- TASK TO COMPLETE -
From the first line onward, reproduce the records exactly; the final line to include is the one holding "sky, that would be most helpful.".

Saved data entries

----

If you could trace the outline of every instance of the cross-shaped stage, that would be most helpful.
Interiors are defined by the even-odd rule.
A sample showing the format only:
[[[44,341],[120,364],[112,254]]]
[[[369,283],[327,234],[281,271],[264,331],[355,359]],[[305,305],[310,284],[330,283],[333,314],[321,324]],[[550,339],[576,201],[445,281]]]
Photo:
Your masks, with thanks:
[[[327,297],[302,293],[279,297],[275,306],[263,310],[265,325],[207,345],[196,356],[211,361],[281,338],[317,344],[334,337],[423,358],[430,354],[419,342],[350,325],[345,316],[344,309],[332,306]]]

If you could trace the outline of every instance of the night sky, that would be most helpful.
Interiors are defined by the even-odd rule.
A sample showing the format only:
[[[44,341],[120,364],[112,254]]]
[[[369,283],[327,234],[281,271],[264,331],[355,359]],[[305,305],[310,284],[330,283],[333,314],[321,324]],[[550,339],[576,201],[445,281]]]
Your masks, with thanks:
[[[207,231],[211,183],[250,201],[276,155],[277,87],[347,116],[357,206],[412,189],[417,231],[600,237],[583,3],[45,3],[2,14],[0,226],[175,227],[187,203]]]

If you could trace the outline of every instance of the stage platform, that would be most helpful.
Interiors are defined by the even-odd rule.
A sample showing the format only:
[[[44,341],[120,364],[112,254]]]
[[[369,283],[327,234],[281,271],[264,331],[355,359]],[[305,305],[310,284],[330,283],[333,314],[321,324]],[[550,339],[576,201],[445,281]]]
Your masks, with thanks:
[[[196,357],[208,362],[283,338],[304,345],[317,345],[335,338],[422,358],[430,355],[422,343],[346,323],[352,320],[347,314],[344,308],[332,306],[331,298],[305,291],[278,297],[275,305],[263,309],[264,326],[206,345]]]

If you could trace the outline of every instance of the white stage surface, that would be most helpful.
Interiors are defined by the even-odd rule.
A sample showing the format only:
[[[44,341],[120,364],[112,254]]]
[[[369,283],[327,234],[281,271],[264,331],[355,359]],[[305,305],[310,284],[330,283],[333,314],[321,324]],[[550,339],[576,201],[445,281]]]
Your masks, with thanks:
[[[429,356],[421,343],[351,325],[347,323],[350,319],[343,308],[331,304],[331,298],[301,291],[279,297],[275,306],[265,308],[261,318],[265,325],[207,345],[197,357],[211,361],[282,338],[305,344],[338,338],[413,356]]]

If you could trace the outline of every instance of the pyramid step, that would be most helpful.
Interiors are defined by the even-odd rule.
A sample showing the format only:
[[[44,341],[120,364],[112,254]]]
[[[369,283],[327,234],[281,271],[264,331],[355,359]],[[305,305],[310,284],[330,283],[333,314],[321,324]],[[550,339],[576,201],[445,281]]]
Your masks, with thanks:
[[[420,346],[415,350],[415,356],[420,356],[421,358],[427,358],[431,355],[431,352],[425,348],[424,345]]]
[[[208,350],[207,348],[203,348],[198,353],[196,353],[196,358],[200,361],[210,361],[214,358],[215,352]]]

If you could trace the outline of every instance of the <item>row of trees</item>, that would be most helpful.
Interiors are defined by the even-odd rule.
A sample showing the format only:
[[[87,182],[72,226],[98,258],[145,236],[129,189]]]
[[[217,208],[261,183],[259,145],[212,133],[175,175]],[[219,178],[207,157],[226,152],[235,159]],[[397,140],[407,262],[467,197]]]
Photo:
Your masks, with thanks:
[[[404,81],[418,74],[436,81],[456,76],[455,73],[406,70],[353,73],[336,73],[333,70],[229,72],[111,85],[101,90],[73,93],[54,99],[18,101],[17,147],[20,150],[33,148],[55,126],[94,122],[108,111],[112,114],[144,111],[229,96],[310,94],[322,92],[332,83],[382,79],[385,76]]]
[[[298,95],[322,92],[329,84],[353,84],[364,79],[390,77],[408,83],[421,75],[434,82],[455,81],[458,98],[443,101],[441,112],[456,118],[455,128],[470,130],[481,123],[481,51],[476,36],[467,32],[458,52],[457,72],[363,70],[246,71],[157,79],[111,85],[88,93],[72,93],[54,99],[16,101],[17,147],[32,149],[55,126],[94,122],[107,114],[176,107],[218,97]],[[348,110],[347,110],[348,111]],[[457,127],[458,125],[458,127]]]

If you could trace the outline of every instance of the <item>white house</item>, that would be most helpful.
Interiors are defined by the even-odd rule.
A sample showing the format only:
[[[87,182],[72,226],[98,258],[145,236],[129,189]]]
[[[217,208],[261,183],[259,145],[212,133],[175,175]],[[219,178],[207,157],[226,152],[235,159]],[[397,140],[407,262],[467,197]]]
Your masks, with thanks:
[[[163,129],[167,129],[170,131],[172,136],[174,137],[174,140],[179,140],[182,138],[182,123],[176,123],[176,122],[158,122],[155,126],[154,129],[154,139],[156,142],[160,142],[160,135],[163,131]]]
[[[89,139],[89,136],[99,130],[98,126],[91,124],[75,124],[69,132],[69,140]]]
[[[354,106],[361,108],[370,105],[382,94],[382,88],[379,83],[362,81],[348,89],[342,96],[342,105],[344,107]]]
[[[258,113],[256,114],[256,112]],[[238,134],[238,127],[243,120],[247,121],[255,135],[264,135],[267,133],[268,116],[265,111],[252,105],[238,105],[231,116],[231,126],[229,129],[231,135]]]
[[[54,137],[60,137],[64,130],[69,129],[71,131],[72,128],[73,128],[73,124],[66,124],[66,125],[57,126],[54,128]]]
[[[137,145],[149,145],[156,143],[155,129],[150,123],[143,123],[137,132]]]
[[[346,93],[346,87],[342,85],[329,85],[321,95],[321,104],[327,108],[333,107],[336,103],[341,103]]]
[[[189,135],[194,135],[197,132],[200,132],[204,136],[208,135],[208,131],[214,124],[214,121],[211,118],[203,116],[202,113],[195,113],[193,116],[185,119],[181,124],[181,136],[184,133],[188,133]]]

----

- OUTPUT FOR THIS EXERCISE -
If you could trace the outline of every instance of the cross-shaped stage, that would be most helpful.
Interiors are defined by the even-odd rule.
A sample showing the format only:
[[[44,341],[120,364],[112,254]]]
[[[369,283],[327,234],[281,271],[264,331],[355,359]],[[305,305],[310,284],[330,283],[333,314],[321,324]],[[550,339],[576,201],[445,281]]]
Photo:
Your masks, with thanks:
[[[327,297],[302,293],[279,297],[275,306],[263,310],[265,325],[207,345],[196,356],[211,361],[281,338],[317,344],[334,337],[423,358],[430,354],[419,342],[350,325],[345,316],[344,309],[332,306]]]

If you could trace the outline of every instance of the night sky, that would be most helpful.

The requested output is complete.